In London, the 88-year-old Curzon Mayfair cinema was threatened with closure when a noise complaint was made by developers converting the offices above into residential. The cost of installing soundproofing was expected to be picked up by the cinema operator and risked putting them out of business. However, a petition by supporters and intervention from London Mayor Sadiq Khan saved the venue.

There are some protections under Agents of Change. For example, a residential development near an established music venue would have to include provisions against the noise.

At the time of the Curzon case in 2017, Khan promised that Agents of Change rules would be tightened up in the London Plan. And it was also something addressed in NPPF2 in 2018, but it still leaves a gap.

Could something similar to an ‘Asset of Community Value’ help? ACVs give a local community certain rights when a change of use is proposed. Wainwright suggests a ‘Cultural Asset of Community Value’ could be an equivalent.

But such an idea isn’t without problems. How do you decide which venues are worthy? And what happens if they go out of business, move or the venue gets re-leased as something different?

“The question is how far can you go to protect an individual venue?” asks Julien Allen, Partner at Trowers & Hamlins. “The counterargument you’re going to get with something like that is why are you trying to preserve things in aspic?”

It is a conundrum for those involved with regeneration. He says: “Successful real estate is about placemaking. We’ve seen too many examples of investment and development in places which all look snazzy and then become wastelands.”

• **Extracted data**:

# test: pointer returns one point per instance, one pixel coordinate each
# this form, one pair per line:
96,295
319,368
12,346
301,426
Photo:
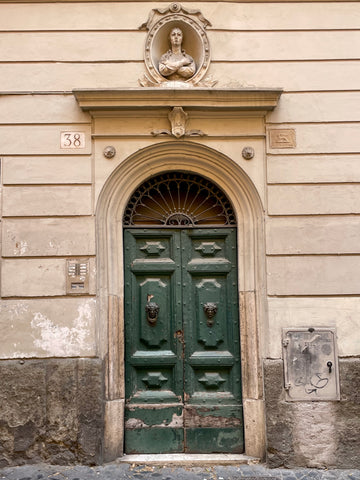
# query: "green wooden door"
183,383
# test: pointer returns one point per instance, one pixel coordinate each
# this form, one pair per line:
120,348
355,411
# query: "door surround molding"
238,187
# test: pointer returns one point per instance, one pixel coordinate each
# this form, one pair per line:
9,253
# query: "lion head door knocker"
177,50
152,311
210,310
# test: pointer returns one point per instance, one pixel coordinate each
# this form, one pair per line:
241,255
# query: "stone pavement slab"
123,471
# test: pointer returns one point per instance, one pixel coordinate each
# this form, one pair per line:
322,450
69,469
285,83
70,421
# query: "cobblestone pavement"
117,471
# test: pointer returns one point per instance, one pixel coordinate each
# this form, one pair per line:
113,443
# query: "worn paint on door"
183,383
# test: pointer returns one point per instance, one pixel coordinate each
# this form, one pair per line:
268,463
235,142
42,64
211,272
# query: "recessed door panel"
183,384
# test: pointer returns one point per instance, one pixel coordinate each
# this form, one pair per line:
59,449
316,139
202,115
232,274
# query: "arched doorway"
182,353
199,160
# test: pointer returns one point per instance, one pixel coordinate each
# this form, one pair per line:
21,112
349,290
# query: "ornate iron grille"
178,199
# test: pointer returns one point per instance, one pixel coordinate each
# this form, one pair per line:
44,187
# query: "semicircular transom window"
178,199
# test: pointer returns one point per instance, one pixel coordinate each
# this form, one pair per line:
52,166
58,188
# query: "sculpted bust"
176,64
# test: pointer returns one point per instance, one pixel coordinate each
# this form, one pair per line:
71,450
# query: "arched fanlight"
178,199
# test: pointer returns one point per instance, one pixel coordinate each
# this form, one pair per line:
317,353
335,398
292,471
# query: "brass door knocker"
152,312
210,310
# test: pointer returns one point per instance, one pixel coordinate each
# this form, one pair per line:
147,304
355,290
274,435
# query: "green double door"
183,373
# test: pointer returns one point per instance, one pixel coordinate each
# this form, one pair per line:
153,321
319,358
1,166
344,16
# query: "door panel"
182,366
212,416
154,364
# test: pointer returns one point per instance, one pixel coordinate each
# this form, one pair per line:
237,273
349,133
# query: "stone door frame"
201,160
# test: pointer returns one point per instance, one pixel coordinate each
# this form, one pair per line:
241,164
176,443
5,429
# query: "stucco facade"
280,78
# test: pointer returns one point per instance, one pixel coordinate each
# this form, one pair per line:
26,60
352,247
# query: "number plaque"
73,140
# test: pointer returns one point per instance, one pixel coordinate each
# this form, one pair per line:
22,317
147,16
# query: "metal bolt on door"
183,383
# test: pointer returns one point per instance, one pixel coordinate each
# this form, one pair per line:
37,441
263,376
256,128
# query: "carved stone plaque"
311,364
282,138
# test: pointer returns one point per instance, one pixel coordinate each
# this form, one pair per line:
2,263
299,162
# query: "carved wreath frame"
159,28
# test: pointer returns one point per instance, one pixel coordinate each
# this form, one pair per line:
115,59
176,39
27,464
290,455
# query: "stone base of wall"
51,411
313,434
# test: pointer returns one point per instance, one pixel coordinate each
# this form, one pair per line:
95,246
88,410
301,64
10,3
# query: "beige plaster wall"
310,192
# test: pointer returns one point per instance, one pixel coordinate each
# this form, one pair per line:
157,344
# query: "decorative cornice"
152,98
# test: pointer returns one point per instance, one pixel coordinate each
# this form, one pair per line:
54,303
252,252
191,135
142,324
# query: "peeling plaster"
63,341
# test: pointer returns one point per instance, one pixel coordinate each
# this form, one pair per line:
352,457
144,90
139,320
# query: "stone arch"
217,167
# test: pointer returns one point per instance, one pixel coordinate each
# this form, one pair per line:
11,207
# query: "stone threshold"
189,459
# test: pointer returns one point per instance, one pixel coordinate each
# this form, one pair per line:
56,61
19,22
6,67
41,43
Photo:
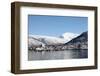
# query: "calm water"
54,55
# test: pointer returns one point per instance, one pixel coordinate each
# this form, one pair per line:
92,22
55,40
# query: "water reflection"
54,55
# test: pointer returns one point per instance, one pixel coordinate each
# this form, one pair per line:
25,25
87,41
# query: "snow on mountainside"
35,40
68,36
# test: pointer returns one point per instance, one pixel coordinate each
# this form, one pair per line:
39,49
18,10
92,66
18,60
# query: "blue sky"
56,25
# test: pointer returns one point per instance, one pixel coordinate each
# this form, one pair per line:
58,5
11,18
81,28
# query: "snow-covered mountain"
36,40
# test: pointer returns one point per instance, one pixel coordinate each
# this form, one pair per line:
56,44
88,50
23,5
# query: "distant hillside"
80,42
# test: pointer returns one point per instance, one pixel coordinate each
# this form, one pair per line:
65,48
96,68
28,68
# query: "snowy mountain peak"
69,36
36,40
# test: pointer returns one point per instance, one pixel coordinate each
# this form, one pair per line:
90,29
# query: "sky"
56,25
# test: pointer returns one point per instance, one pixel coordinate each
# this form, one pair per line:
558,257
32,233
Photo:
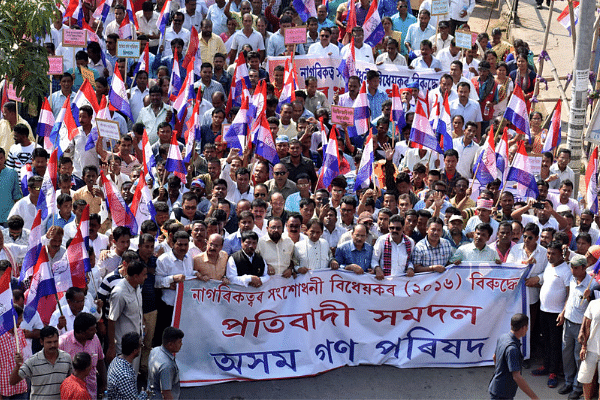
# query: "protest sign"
463,39
11,93
341,115
439,7
295,35
128,49
108,129
88,74
327,319
324,69
389,74
74,38
55,66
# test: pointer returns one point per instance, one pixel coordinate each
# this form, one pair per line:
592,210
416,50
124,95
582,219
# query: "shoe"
565,389
575,394
552,381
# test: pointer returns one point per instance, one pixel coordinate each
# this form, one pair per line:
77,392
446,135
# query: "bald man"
212,264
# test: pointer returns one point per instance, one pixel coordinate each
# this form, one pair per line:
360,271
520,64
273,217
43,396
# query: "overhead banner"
389,74
328,319
329,79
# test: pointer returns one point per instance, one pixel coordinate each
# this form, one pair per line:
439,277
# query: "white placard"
108,129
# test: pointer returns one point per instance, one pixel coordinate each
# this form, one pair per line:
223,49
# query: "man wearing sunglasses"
531,252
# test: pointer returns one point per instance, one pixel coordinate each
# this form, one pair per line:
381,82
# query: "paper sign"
128,48
463,39
341,115
12,93
296,35
74,38
55,65
89,75
108,129
439,7
535,165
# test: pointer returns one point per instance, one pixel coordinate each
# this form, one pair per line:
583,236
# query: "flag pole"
16,333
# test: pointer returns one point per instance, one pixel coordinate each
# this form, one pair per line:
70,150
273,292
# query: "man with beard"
245,267
276,250
210,44
293,228
432,252
585,226
212,264
392,252
355,255
478,251
454,234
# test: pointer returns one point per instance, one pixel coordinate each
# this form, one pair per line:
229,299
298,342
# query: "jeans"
552,336
570,352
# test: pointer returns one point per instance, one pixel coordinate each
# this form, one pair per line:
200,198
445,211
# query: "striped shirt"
106,287
46,378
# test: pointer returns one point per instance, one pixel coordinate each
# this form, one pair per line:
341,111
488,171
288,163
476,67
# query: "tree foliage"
23,58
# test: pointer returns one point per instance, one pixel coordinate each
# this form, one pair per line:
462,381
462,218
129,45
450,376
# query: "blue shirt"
508,360
402,26
347,254
57,220
375,102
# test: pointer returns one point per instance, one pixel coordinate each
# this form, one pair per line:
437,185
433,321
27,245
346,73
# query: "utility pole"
579,99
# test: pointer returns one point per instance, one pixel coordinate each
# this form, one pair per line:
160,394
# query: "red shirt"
74,388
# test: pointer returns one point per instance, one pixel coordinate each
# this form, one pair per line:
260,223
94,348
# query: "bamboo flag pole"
536,88
16,333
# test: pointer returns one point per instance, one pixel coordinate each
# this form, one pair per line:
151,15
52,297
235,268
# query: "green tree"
23,58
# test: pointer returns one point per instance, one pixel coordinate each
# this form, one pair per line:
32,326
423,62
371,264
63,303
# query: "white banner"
328,319
427,79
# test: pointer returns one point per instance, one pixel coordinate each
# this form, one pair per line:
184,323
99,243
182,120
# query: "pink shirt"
68,343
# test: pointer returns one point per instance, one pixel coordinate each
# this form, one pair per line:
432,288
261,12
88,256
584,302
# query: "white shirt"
218,18
244,280
317,50
594,233
385,59
517,254
167,266
239,39
191,20
554,289
365,53
470,112
467,156
148,27
312,255
412,158
80,156
593,313
475,220
333,238
26,210
136,100
446,58
399,255
170,34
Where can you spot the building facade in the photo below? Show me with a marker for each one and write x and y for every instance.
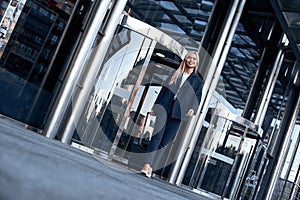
(88, 72)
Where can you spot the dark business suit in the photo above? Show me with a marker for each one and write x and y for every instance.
(170, 111)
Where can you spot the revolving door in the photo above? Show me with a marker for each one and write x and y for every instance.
(136, 65)
(224, 155)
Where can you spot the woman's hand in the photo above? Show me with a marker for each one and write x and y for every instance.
(152, 112)
(190, 113)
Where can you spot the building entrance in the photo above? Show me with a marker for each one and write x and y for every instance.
(223, 160)
(115, 122)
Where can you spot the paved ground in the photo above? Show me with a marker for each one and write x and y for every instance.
(33, 167)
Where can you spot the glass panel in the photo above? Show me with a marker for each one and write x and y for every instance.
(225, 149)
(185, 21)
(111, 97)
(30, 32)
(219, 165)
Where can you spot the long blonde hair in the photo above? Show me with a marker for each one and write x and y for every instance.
(181, 67)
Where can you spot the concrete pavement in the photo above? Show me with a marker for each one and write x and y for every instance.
(33, 167)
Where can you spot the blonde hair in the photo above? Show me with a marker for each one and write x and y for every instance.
(181, 67)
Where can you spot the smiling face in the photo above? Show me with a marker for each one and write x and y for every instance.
(191, 60)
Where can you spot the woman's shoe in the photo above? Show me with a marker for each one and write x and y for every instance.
(147, 172)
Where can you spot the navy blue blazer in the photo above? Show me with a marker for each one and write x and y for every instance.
(188, 97)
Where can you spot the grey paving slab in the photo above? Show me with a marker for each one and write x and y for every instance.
(35, 167)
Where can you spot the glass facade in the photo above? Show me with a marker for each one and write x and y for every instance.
(243, 142)
(31, 32)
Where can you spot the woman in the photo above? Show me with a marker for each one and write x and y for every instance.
(177, 101)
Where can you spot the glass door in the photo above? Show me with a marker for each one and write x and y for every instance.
(115, 122)
(225, 153)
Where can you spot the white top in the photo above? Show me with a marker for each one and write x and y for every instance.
(184, 77)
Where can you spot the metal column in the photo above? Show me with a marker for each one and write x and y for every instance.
(89, 79)
(65, 97)
(266, 60)
(280, 147)
(264, 102)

• **Assigned task A**:
For each statement, say whether it agrees with the passage about the Curzon Mayfair cinema. Answer yes or no and quote the deciding words of the passage.
(i) The Curzon Mayfair cinema was 88 years old when it faced closure.
(ii) The noise complaint against the cinema was made by long-standing residents living above it.
(iii) Sadiq Khan promised to tighten Agents of Change rules in the London Plan in 2018.
• **Assigned task B**: Reproduce the passage about the Curzon Mayfair cinema from "At the time" up to and including "as something different?".
The material is not required for any of the tasks.

• **Final answer A**:
(i) Yes: "the 88-year-old Curzon Mayfair cinema was threatened with closure"
(ii) No: "a noise complaint was made by developers converting the offices above into residential"
(iii) No: "At the time of the Curzon case in 2017, Khan promised that Agents of Change rules would be tightened up in the London Plan"

• **Final answer B**:
At the time of the Curzon case in 2017, Khan promised that Agents of Change rules would be tightened up in the London Plan. And it was also something addressed in NPPF2 in 2018, but it still leaves a gap.

Could something similar to an ‘Asset of Community Value’ help? ACVs give a local community certain rights when a change of use is proposed. Wainwright suggests a ‘Cultural Asset of Community Value’ could be an equivalent.

But such an idea isn’t without problems. How do you decide which venues are worthy? And what happens if they go out of business, move or the venue gets re-leased as something different?